BEGIN Extracted entries

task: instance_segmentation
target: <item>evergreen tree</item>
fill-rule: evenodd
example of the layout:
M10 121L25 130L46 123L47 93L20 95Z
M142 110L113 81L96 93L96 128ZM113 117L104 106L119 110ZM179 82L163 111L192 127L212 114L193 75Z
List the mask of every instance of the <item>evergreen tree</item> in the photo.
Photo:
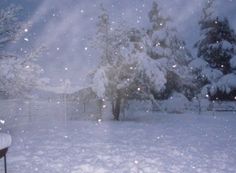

END Extracted entries

» Exercise:
Please format everything from the start of the records down to and including the line containing "M142 110L113 81L96" as a numbered list, leaving out any blank lines.

» Exercise result:
1. task: instance_segmentation
2. target: <item>evergreen tree</item>
3. fill-rule: evenodd
4. example of the layout:
5. M10 121L25 130L46 123L47 93L20 95Z
6. M142 110L113 81L96 93L96 128ZM113 117L104 106L119 110ZM179 82L163 111L192 127L212 114L193 75Z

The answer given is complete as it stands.